Put the lines into a JSON list of strings, one string per line and no blank lines, starting with the line that contains "Provide the outline of every instance of the gray" and continuing through the line that contains "686 110 L 712". Include only those lines.

[Labeled contour items]
****
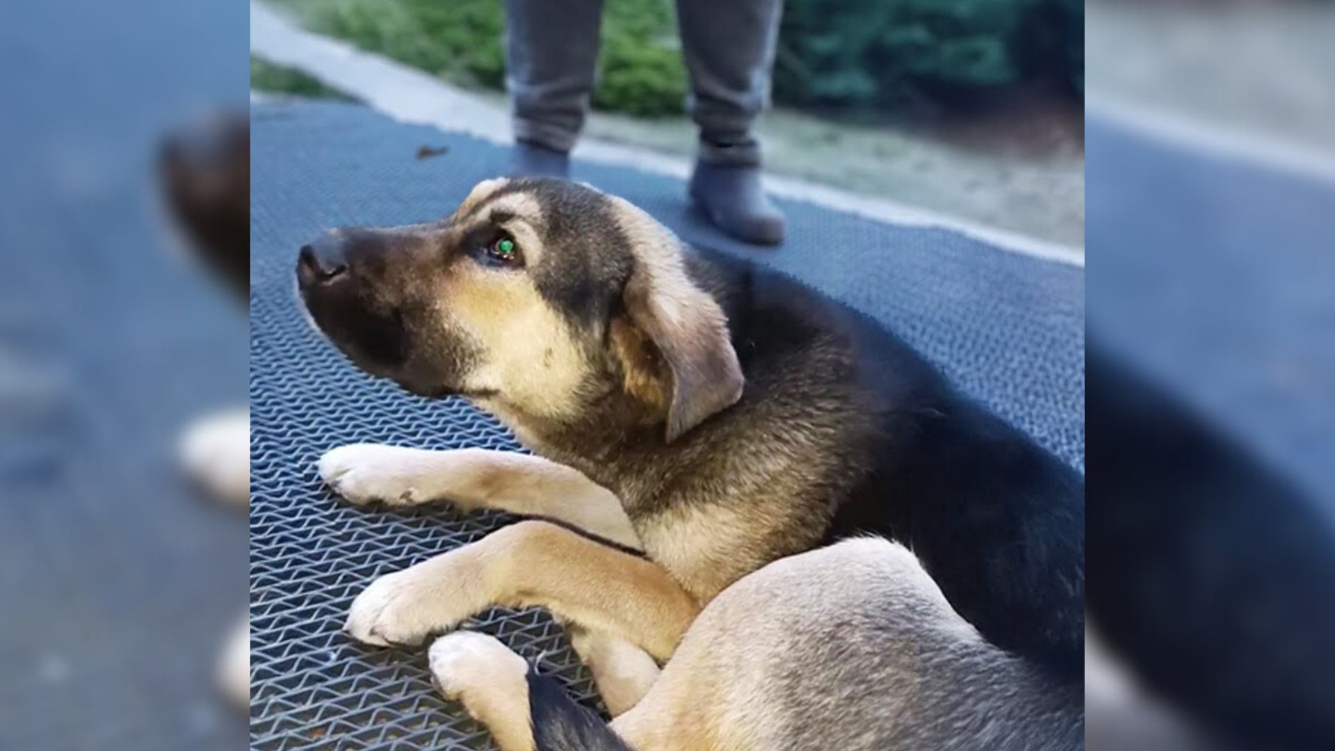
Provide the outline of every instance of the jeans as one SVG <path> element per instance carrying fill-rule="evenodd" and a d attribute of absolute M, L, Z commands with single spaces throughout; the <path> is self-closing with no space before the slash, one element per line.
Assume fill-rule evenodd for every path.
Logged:
<path fill-rule="evenodd" d="M 781 0 L 677 0 L 686 110 L 710 164 L 760 163 L 752 123 L 769 104 Z M 602 0 L 507 0 L 507 87 L 518 140 L 570 151 L 598 64 Z"/>

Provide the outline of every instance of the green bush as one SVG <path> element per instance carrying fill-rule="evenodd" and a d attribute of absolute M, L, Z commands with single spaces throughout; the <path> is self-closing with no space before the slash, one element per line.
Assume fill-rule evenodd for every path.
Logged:
<path fill-rule="evenodd" d="M 276 94 L 295 94 L 311 99 L 350 99 L 342 91 L 330 88 L 300 71 L 275 65 L 254 55 L 251 55 L 251 88 Z"/>
<path fill-rule="evenodd" d="M 788 0 L 774 98 L 893 107 L 941 88 L 1025 76 L 1053 0 Z"/>

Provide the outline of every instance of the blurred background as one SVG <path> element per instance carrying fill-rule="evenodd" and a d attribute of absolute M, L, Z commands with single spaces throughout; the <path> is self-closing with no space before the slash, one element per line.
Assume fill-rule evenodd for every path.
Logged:
<path fill-rule="evenodd" d="M 501 0 L 251 8 L 263 16 L 254 90 L 372 106 L 392 95 L 383 68 L 306 53 L 298 27 L 433 76 L 463 95 L 454 118 L 474 114 L 478 130 L 507 111 Z M 789 0 L 774 107 L 758 126 L 766 168 L 1080 246 L 1083 24 L 1069 0 Z M 672 0 L 607 0 L 586 136 L 689 158 L 685 96 Z"/>
<path fill-rule="evenodd" d="M 159 158 L 246 107 L 246 8 L 0 13 L 0 748 L 238 748 L 216 671 L 246 517 L 179 444 L 244 406 L 247 317 L 172 220 Z"/>

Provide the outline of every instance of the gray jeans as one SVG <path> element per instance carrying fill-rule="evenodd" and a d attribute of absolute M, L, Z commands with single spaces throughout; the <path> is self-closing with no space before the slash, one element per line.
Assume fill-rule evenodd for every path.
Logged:
<path fill-rule="evenodd" d="M 686 110 L 712 164 L 758 164 L 752 122 L 769 104 L 781 0 L 677 0 Z M 602 0 L 507 0 L 507 84 L 519 140 L 570 151 L 598 64 Z"/>

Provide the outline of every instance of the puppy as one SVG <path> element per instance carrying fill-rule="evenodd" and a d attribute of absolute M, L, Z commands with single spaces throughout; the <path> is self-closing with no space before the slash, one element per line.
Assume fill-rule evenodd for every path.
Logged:
<path fill-rule="evenodd" d="M 705 607 L 661 675 L 591 663 L 605 695 L 651 686 L 610 726 L 491 636 L 442 636 L 430 661 L 441 691 L 503 751 L 1084 747 L 1081 687 L 988 644 L 912 553 L 880 539 L 744 576 Z"/>
<path fill-rule="evenodd" d="M 239 298 L 250 291 L 250 120 L 214 114 L 168 134 L 160 146 L 158 183 L 182 245 Z M 180 464 L 206 493 L 250 504 L 250 412 L 199 418 L 180 440 Z M 234 627 L 219 660 L 223 694 L 250 703 L 250 624 Z"/>
<path fill-rule="evenodd" d="M 542 605 L 582 652 L 665 661 L 746 575 L 876 536 L 993 645 L 1077 680 L 1083 480 L 870 318 L 551 180 L 481 183 L 441 222 L 328 233 L 296 275 L 358 366 L 466 397 L 538 454 L 343 446 L 320 460 L 338 493 L 558 522 L 382 577 L 352 636 L 419 643 L 489 605 Z M 615 671 L 591 667 L 606 696 Z"/>

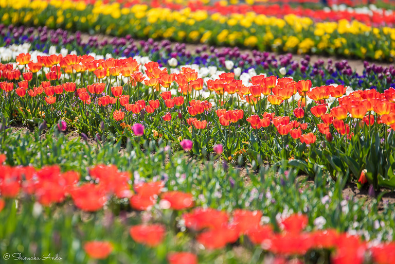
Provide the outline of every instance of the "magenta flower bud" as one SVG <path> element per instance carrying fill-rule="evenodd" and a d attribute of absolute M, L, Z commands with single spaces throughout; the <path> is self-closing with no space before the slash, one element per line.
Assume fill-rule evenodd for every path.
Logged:
<path fill-rule="evenodd" d="M 140 123 L 136 123 L 132 127 L 133 133 L 137 136 L 141 136 L 144 134 L 144 126 Z"/>
<path fill-rule="evenodd" d="M 221 155 L 224 151 L 224 147 L 222 144 L 217 144 L 214 146 L 214 151 L 216 152 L 217 155 Z"/>
<path fill-rule="evenodd" d="M 192 149 L 193 143 L 189 139 L 183 139 L 179 143 L 179 145 L 185 151 L 190 151 Z"/>
<path fill-rule="evenodd" d="M 65 121 L 61 121 L 58 123 L 58 129 L 60 131 L 65 131 L 67 129 L 67 124 Z"/>

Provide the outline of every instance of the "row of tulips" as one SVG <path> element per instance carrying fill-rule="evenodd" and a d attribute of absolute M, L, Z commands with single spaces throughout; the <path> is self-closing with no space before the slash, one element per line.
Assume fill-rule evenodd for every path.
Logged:
<path fill-rule="evenodd" d="M 0 170 L 0 233 L 4 254 L 15 253 L 8 261 L 50 254 L 64 263 L 165 264 L 183 252 L 189 257 L 182 263 L 196 256 L 199 263 L 391 263 L 392 243 L 384 241 L 393 240 L 395 210 L 386 195 L 367 203 L 343 197 L 341 179 L 321 170 L 311 184 L 286 163 L 247 172 L 246 184 L 213 156 L 201 164 L 172 151 L 177 143 L 142 148 L 130 140 L 121 147 L 105 134 L 95 143 L 58 132 L 67 125 L 32 132 L 0 127 L 0 152 L 9 164 Z M 190 149 L 188 141 L 182 145 Z"/>
<path fill-rule="evenodd" d="M 150 9 L 145 5 L 127 8 L 99 2 L 88 5 L 82 2 L 76 5 L 68 1 L 32 3 L 3 3 L 2 22 L 281 52 L 339 55 L 389 61 L 395 56 L 393 28 L 371 27 L 356 20 L 315 23 L 294 14 L 276 18 L 254 12 L 223 15 L 205 10 L 192 12 L 189 8 Z M 265 33 L 257 34 L 258 32 Z"/>
<path fill-rule="evenodd" d="M 4 161 L 5 156 L 0 155 L 0 159 Z M 172 215 L 175 217 L 169 222 L 164 223 L 163 220 L 161 223 L 152 223 L 152 220 L 145 219 L 142 213 L 139 220 L 141 223 L 129 227 L 129 233 L 135 242 L 148 248 L 160 246 L 166 233 L 172 233 L 173 226 L 178 233 L 186 233 L 187 228 L 189 235 L 194 237 L 192 239 L 203 245 L 205 250 L 223 249 L 227 244 L 234 244 L 239 241 L 244 247 L 261 247 L 265 252 L 279 256 L 278 261 L 302 256 L 311 251 L 316 251 L 318 254 L 327 251 L 331 261 L 336 263 L 372 261 L 387 264 L 393 263 L 395 257 L 393 243 L 371 244 L 358 236 L 335 230 L 303 231 L 309 219 L 301 214 L 281 218 L 274 226 L 262 224 L 263 215 L 259 211 L 239 209 L 228 213 L 203 207 L 190 210 L 199 202 L 194 201 L 191 194 L 179 191 L 163 191 L 164 183 L 161 181 L 136 182 L 134 177 L 119 171 L 114 165 L 97 165 L 88 170 L 88 176 L 83 178 L 73 171 L 62 172 L 57 165 L 38 170 L 31 166 L 0 165 L 0 213 L 6 214 L 8 218 L 19 217 L 15 199 L 27 204 L 23 204 L 23 210 L 29 209 L 30 199 L 37 201 L 33 209 L 36 211 L 42 210 L 38 209 L 40 206 L 53 210 L 57 205 L 70 206 L 67 202 L 69 200 L 78 209 L 88 212 L 103 210 L 103 206 L 109 206 L 106 205 L 110 202 L 116 203 L 114 199 L 122 200 L 122 203 L 129 204 L 130 209 L 136 212 L 151 212 L 157 204 L 163 214 L 167 210 L 173 211 Z M 131 181 L 137 182 L 133 188 Z M 182 212 L 184 212 L 182 215 L 178 213 Z M 37 218 L 38 214 L 43 213 L 33 212 L 33 214 Z M 134 217 L 138 222 L 140 217 Z M 9 224 L 7 222 L 5 227 Z M 0 230 L 5 234 L 10 231 Z M 178 234 L 177 237 L 180 237 Z M 172 239 L 177 239 L 175 237 Z M 114 250 L 111 242 L 103 240 L 85 241 L 83 248 L 86 254 L 94 259 L 105 259 Z M 193 251 L 196 252 L 194 249 Z M 170 253 L 167 259 L 170 263 L 198 263 L 198 256 L 192 253 Z M 303 263 L 297 258 L 294 261 Z"/>
<path fill-rule="evenodd" d="M 252 77 L 245 86 L 234 73 L 205 82 L 190 68 L 169 74 L 154 62 L 143 65 L 143 74 L 133 58 L 95 60 L 53 55 L 40 57 L 38 62 L 30 58 L 29 54 L 17 57 L 22 73 L 11 64 L 2 66 L 2 76 L 12 80 L 0 82 L 2 108 L 10 120 L 38 125 L 43 119 L 49 124 L 64 119 L 93 137 L 105 131 L 130 137 L 133 131 L 145 139 L 190 138 L 194 142 L 190 150 L 202 155 L 221 144 L 221 154 L 229 160 L 246 156 L 260 164 L 262 159 L 307 158 L 309 163 L 295 166 L 312 175 L 315 163 L 323 164 L 334 177 L 351 175 L 354 180 L 367 170 L 366 179 L 376 189 L 393 187 L 393 165 L 386 164 L 395 155 L 392 88 L 383 93 L 350 93 L 343 85 L 312 87 L 310 80 L 265 75 Z M 44 76 L 48 81 L 43 80 Z M 135 129 L 136 124 L 147 132 L 136 133 L 143 131 Z M 379 153 L 371 150 L 373 145 L 384 155 L 381 164 L 375 156 Z M 306 145 L 312 145 L 308 154 Z M 353 148 L 347 150 L 349 147 Z M 311 160 L 317 156 L 312 151 L 327 159 Z M 330 160 L 336 153 L 348 159 Z"/>
<path fill-rule="evenodd" d="M 193 68 L 198 71 L 200 76 L 211 79 L 216 78 L 214 76 L 219 75 L 221 71 L 233 70 L 235 76 L 240 76 L 241 79 L 249 79 L 257 72 L 278 76 L 286 74 L 296 81 L 310 78 L 314 86 L 339 83 L 365 89 L 375 88 L 382 92 L 389 87 L 395 87 L 393 65 L 383 67 L 367 62 L 364 63 L 363 72 L 355 73 L 356 69 L 351 68 L 344 60 L 336 62 L 329 60 L 326 64 L 324 61 L 319 60 L 313 63 L 309 56 L 299 62 L 293 58 L 291 54 L 276 57 L 268 52 L 257 50 L 253 50 L 250 55 L 243 54 L 238 48 L 218 49 L 204 46 L 195 48 L 191 53 L 184 44 L 172 45 L 168 41 L 155 42 L 152 39 L 137 42 L 130 36 L 102 41 L 89 37 L 86 42 L 82 41 L 80 32 L 70 34 L 46 27 L 39 28 L 35 32 L 33 28 L 0 25 L 1 40 L 7 47 L 1 50 L 0 58 L 4 62 L 13 61 L 19 54 L 31 51 L 30 48 L 46 52 L 41 54 L 38 51 L 31 51 L 34 60 L 37 56 L 53 55 L 57 51 L 66 56 L 68 50 L 74 50 L 78 55 L 92 54 L 97 59 L 135 56 L 141 64 L 154 61 L 160 66 L 178 67 L 179 69 L 183 66 L 198 66 L 199 71 Z M 14 43 L 23 44 L 11 45 Z"/>

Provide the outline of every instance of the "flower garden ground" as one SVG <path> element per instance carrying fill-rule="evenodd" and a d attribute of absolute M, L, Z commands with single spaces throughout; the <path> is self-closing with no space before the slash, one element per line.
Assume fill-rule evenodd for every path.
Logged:
<path fill-rule="evenodd" d="M 109 42 L 111 42 L 111 40 L 114 39 L 114 37 L 107 36 L 107 35 L 104 35 L 102 34 L 95 34 L 94 35 L 91 35 L 89 34 L 87 34 L 86 33 L 81 33 L 81 40 L 82 42 L 83 43 L 88 43 L 88 40 L 90 38 L 92 37 L 94 37 L 95 38 L 97 38 L 98 42 L 100 42 L 106 40 Z M 172 43 L 172 45 L 174 46 L 175 45 L 175 43 Z M 196 48 L 201 48 L 204 45 L 203 44 L 189 44 L 189 43 L 186 43 L 186 50 L 189 51 L 191 52 L 191 54 L 195 54 L 195 52 L 196 50 Z M 225 47 L 216 47 L 217 49 L 219 51 L 221 51 L 223 50 L 224 48 L 225 48 Z M 240 52 L 243 54 L 249 54 L 252 55 L 252 52 L 250 49 L 240 49 Z M 273 54 L 276 55 L 275 52 L 273 53 Z M 278 54 L 277 54 L 276 57 L 278 57 Z M 300 61 L 304 58 L 304 55 L 293 55 L 293 59 L 296 61 Z M 310 62 L 312 64 L 318 62 L 319 60 L 324 60 L 325 63 L 327 63 L 328 60 L 331 60 L 333 62 L 336 62 L 336 61 L 339 61 L 342 60 L 342 58 L 339 56 L 335 57 L 335 56 L 322 56 L 322 55 L 312 55 L 310 56 Z M 358 74 L 362 74 L 363 73 L 364 70 L 365 69 L 365 67 L 364 66 L 364 61 L 362 60 L 357 60 L 357 59 L 347 59 L 347 61 L 348 62 L 348 64 L 351 67 L 351 68 L 355 70 L 355 72 Z M 381 65 L 383 67 L 389 67 L 390 65 L 392 65 L 391 63 L 389 63 L 385 62 L 381 62 L 379 63 L 376 63 L 378 65 Z"/>
<path fill-rule="evenodd" d="M 34 131 L 34 128 L 26 127 L 25 126 L 11 126 L 11 127 L 12 133 L 17 133 L 21 132 L 23 133 L 33 133 Z M 67 131 L 64 132 L 64 134 L 69 141 L 75 141 L 83 140 L 81 139 L 81 134 L 77 131 Z M 46 133 L 44 132 L 41 135 L 41 138 L 44 139 L 46 137 Z M 88 145 L 91 146 L 95 146 L 97 144 L 97 142 L 92 138 L 88 138 L 85 140 L 85 142 Z M 120 156 L 123 156 L 125 154 L 126 149 L 124 146 L 121 146 L 120 149 L 119 154 Z M 205 164 L 204 161 L 199 161 L 196 160 L 193 157 L 184 157 L 187 162 L 191 163 L 195 166 L 198 166 L 201 170 L 205 169 Z M 217 159 L 213 162 L 213 167 L 217 168 L 218 166 L 223 167 L 224 163 L 225 162 L 222 159 Z M 165 163 L 168 164 L 169 163 L 169 157 L 167 157 L 165 160 Z M 238 165 L 236 163 L 228 163 L 228 166 L 231 166 L 234 169 L 236 169 L 238 171 L 239 176 L 240 178 L 243 179 L 246 185 L 249 185 L 251 184 L 250 179 L 249 177 L 249 175 L 251 173 L 257 175 L 259 173 L 259 170 L 254 169 L 252 167 L 250 164 L 246 163 L 241 165 Z M 309 186 L 313 186 L 314 184 L 314 179 L 310 178 L 308 175 L 303 174 L 300 174 L 298 176 L 298 181 L 300 182 L 303 182 L 304 186 L 302 186 L 301 189 L 308 188 Z M 380 192 L 383 192 L 385 193 L 382 196 L 382 199 L 380 201 L 378 208 L 379 212 L 382 212 L 383 208 L 383 205 L 384 204 L 395 204 L 395 191 L 391 190 L 389 189 L 385 188 L 382 188 L 379 192 L 377 193 L 374 193 L 374 195 L 372 195 L 372 193 L 369 193 L 369 188 L 367 186 L 365 186 L 364 188 L 358 188 L 356 184 L 353 183 L 350 183 L 346 184 L 344 188 L 342 191 L 343 197 L 347 199 L 351 199 L 356 198 L 358 200 L 366 200 L 367 204 L 371 203 L 372 201 L 376 200 L 377 195 L 380 194 Z"/>

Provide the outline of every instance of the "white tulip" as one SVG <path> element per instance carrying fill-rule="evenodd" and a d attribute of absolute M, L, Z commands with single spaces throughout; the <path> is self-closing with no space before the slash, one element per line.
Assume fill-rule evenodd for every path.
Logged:
<path fill-rule="evenodd" d="M 68 54 L 68 50 L 67 48 L 62 48 L 60 49 L 60 54 L 62 56 L 65 57 Z"/>
<path fill-rule="evenodd" d="M 251 68 L 248 70 L 248 75 L 249 75 L 250 76 L 252 77 L 253 76 L 257 76 L 257 72 L 255 72 L 255 69 L 254 68 Z"/>
<path fill-rule="evenodd" d="M 56 54 L 56 47 L 55 46 L 51 46 L 49 47 L 49 49 L 48 50 L 48 53 L 50 55 Z"/>

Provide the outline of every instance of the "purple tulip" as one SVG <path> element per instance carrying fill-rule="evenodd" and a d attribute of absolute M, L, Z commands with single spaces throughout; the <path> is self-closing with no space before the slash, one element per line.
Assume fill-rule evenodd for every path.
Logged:
<path fill-rule="evenodd" d="M 214 146 L 214 151 L 217 155 L 221 155 L 224 151 L 224 147 L 222 144 L 217 144 Z"/>
<path fill-rule="evenodd" d="M 190 151 L 192 150 L 192 146 L 193 145 L 193 142 L 189 139 L 183 139 L 181 142 L 179 143 L 179 145 L 183 147 L 183 149 L 185 151 Z"/>
<path fill-rule="evenodd" d="M 132 127 L 133 133 L 137 136 L 141 136 L 144 134 L 144 126 L 140 123 L 136 123 Z"/>
<path fill-rule="evenodd" d="M 58 124 L 58 129 L 60 131 L 65 131 L 67 129 L 67 124 L 65 121 L 61 121 Z"/>

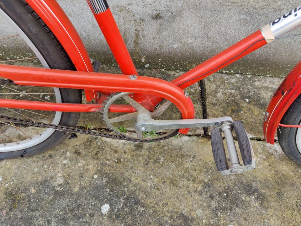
****
— Task solution —
[
  "Provide the outline of every instance of the gray jeans as one SVG <path> element per instance carrying fill-rule=\"evenodd\" and a d attribute of absolute M, L, Z commands with single spaces throughout; the <path> is self-closing with no space before the slash, one element per line.",
  "Assume fill-rule evenodd for every path.",
  "Logged:",
  "<path fill-rule=\"evenodd\" d=\"M 686 110 L 712 164 L 758 164 L 752 122 L 769 104 L 781 0 L 677 0 Z M 602 0 L 507 0 L 507 84 L 519 140 L 570 151 L 598 64 Z\"/>"
]